▶ [What you have to do]:
Please give the listing again, word for word, with nothing left out.
▼
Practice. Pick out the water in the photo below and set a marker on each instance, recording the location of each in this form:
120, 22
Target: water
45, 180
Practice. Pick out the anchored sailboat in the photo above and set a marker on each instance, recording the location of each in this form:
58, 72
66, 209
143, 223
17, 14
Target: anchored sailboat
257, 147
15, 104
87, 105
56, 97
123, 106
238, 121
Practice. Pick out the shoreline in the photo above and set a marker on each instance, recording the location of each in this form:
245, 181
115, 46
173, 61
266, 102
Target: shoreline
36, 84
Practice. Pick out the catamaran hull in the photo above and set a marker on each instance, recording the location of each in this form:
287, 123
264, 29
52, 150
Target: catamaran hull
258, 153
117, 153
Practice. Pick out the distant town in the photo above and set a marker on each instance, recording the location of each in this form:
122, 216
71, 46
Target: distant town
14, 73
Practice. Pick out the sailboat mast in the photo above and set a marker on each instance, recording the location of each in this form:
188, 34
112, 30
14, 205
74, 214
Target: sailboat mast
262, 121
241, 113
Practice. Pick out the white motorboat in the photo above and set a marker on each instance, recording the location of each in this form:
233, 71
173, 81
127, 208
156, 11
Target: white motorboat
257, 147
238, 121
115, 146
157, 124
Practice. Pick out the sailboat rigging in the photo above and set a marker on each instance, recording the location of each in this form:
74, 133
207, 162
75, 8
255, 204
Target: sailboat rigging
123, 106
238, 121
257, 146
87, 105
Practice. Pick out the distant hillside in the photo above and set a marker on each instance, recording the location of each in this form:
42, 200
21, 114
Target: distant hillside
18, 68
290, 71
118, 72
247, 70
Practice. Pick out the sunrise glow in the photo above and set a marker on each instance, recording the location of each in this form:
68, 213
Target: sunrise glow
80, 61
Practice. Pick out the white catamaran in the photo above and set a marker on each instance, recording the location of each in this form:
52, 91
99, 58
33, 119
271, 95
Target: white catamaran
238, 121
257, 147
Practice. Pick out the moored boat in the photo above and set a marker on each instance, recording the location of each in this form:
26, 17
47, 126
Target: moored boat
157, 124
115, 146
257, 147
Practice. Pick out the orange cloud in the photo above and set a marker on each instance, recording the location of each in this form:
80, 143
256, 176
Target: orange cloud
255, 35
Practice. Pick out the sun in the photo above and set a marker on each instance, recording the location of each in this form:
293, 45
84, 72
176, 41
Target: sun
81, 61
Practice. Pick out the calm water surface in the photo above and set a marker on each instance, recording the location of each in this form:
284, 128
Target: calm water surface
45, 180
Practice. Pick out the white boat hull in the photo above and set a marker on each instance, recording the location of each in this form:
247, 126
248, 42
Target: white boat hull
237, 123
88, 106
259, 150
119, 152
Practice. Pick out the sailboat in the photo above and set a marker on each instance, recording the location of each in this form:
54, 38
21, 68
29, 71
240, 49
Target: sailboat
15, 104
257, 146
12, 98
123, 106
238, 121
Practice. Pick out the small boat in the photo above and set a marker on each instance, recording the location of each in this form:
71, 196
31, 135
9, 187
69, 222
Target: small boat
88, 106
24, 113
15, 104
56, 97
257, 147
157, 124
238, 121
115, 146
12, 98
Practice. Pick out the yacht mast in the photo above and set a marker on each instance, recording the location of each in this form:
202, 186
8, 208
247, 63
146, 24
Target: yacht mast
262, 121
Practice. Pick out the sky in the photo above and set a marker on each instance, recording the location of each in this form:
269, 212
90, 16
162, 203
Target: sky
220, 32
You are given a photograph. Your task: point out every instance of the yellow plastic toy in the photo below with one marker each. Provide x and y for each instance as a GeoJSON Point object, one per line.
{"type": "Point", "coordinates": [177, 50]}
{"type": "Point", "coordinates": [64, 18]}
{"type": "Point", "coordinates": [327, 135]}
▲
▶ [Finished exercise]:
Practice. Pick out the water in the photo below and set a marker on each instance, recording the location of each in this form:
120, 22
Target: water
45, 180
Practice. Pick out the anchored sailboat in the photo above and set a marker on each instance, recording the location of each in this form:
58, 72
66, 209
143, 223
17, 14
Target: anchored sailboat
257, 147
15, 104
87, 105
56, 97
123, 106
238, 121
Practice. Pick out the shoreline in the photo above and set a marker on each instance, recording the location of each in this form:
245, 181
115, 46
173, 61
266, 102
Target: shoreline
36, 84
Practice. Pick out the catamaran hull in the photo above and set a marker on each instance, recording the location of each in this form:
287, 123
264, 29
52, 150
Target: catamaran hull
258, 153
117, 153
Practice. Pick out the distant town in the photo above and set a marker on each instance, recording the location of each in this form:
122, 216
71, 46
Target: distant town
14, 73
Practice. Pick out the sailboat mast in the photo above and set a marker on each instance, recording the location of each in this form:
188, 34
112, 30
14, 205
74, 214
Target: sailboat mast
262, 121
241, 113
Practice. Pick out the white motorboat in the photo above and set a marker on each instance, recording the location of each in this form:
233, 71
173, 81
127, 208
156, 11
Target: white motorboat
257, 147
238, 121
115, 146
157, 124
Practice. Pick out the sailboat rigging in the photo above and set a marker on each instance, recording the location of each in this form:
74, 133
207, 162
75, 8
255, 204
Target: sailboat rigging
123, 106
238, 121
257, 146
87, 105
Practice. Pick out the distant hillside in the photo above and set a marker on each instance, recording the location of each in this form:
42, 200
21, 114
Target: distant hillside
18, 68
290, 71
118, 72
247, 70
Practice. Pick out the sunrise glow in the photo above and set a marker on each instance, recording the location of each in this form:
68, 213
Target: sunrise glow
80, 61
Practice. Pick out the white catamaran in the photo above and set a marker on each instance, recording the location of each in this form:
52, 91
99, 58
33, 119
271, 95
Target: white catamaran
238, 121
257, 147
Practice. Pick out the moored boat in the photo above and set a marker on each instance, recording the location of each in this form:
26, 17
47, 126
Target: moored boat
157, 124
115, 146
257, 147
Practice. Pick out the orange cloud in the photo above and set a marker on each instance, recording the location of each in this form:
80, 143
256, 176
Target: orange cloud
255, 35
Practice. Pick out the sun in the photo above and set a marker on each instance, recording the location of each in this form:
293, 45
84, 72
176, 41
Target: sun
81, 61
Practice. Pick out the calm water surface in the photo above and set a marker on each instance, recording the location of each in this form:
284, 128
Target: calm water surface
45, 180
Practice. Pick out the white boat hull in the photo above and set a marker on each instance, recording the location of each in this form:
247, 126
248, 42
Target: white boat hull
237, 123
88, 106
259, 150
119, 152
Practice. Pick out the sailboat in the photo above and set a marker on each instance, recording the location of each in this form:
54, 38
21, 68
29, 71
240, 49
Target: sailboat
15, 104
257, 146
12, 98
123, 106
238, 121
Practice. Pick out the small boat in the photo above and set a marker on each instance, recording the location of each in this form:
71, 196
31, 135
9, 187
69, 222
Target: small boat
88, 106
24, 113
15, 104
56, 97
257, 147
157, 124
238, 121
115, 146
12, 98
Practice. Pick out the yacht mast in the photo above and set a marker on each instance, recording the location of each in this form:
202, 186
8, 208
247, 63
146, 24
Target: yacht mast
262, 121
Practice. Pick out the sky in the photo above and set a marker on each instance, recording the location of each in this form:
269, 212
90, 16
162, 203
Target: sky
220, 32
You are given a photograph. Your task: point out every instance of the yellow plastic toy in the photo below with one marker each. Provide x and y for each instance as a GeoJSON Point object, one per line.
{"type": "Point", "coordinates": [177, 50]}
{"type": "Point", "coordinates": [64, 18]}
{"type": "Point", "coordinates": [327, 135]}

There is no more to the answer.